• [Material shown]
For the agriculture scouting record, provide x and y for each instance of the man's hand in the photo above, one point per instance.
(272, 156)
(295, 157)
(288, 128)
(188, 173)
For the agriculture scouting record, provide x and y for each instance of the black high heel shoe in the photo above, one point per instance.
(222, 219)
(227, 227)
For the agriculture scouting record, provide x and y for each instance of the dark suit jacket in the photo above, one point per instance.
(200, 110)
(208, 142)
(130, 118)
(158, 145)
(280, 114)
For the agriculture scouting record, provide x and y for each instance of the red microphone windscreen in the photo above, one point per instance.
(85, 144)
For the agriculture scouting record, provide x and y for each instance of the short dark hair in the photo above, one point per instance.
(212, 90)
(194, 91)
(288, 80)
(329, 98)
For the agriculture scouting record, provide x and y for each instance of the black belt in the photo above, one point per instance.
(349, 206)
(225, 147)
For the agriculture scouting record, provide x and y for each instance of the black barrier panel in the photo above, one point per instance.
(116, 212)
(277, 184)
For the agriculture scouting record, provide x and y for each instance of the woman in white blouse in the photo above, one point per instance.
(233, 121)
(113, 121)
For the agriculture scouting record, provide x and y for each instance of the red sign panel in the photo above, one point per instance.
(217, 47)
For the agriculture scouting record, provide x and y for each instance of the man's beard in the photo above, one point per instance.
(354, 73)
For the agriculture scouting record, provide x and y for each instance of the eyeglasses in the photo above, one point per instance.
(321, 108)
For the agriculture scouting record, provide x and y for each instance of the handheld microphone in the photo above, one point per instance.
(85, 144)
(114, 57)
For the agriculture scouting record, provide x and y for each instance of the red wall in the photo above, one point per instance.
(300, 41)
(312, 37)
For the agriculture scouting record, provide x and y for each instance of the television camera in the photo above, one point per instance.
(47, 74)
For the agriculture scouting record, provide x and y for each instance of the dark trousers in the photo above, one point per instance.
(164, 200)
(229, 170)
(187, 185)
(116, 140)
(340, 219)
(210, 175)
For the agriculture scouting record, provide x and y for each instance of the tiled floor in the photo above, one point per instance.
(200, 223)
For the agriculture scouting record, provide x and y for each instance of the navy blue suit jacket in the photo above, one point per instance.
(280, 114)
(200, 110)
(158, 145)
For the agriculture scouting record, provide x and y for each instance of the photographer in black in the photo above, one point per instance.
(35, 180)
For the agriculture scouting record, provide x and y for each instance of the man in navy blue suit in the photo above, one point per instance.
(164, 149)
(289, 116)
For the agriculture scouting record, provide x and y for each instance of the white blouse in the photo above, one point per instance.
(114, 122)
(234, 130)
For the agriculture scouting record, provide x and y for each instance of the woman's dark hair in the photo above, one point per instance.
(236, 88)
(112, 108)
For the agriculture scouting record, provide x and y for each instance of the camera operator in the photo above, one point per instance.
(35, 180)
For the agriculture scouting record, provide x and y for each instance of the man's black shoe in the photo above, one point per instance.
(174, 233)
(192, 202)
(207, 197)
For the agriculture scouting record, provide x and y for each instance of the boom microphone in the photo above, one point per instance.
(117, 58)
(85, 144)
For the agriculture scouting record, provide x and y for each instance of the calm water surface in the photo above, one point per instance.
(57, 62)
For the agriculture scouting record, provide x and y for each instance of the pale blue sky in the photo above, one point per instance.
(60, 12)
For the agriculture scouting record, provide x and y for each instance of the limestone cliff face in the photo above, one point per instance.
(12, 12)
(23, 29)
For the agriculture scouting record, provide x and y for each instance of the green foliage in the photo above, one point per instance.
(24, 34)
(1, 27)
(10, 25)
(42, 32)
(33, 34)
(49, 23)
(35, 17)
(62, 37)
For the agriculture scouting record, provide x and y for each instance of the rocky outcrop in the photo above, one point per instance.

• [Objective] Rescale the entries, starting at the line containing "of the white" and running through the end of the entries, both ends included. Write out every line again with the requests left as they are, and multiply each x and y coordinate in the answers by 1.35, rounding to whole numbers with halves going up.

• [Exercise result]
For the agriculture scouting record, provide x and y for each instance of the white blouse in the photo above, one point per instance.
(154, 165)
(316, 176)
For the agriculture scouting record, provide x and y for each instance of the woman's dark hair in the photo above, one point per instance.
(319, 119)
(151, 146)
For the agriculture scouting record, provide x and y for each instance of the camera operator in the photo above, one point per instance.
(47, 243)
For the agriculture scouting record, provide x and y for each instance of the man's black shoe in the photo above, one point per instance.
(235, 315)
(259, 273)
(279, 266)
For the agriculture scouting record, provide x and y for each instance of the boom microphone in the photo above, one point per instance.
(158, 78)
(115, 194)
For the agriculture scouting record, provide x and y for each instance of the calm water surface in the photo above, one point per instance.
(77, 84)
For the agriculture scouting record, provide x and y for each instance of the pale blue sky in the photo above, one point per instance.
(81, 16)
For the agriculture scouting record, provide x and y for each instance of the limestone cliff face in the photo above, one point per instance.
(16, 16)
(31, 39)
For the agriculture scouting record, provide x and y for each instance of the green foliage in the photo above, one point per instance.
(32, 46)
(1, 36)
(14, 34)
(57, 43)
(45, 46)
(66, 31)
(47, 23)
(84, 50)
For the agriculture scouting record, provide x and y for each instance of the rocky outcrop in the photo above, one point per instance.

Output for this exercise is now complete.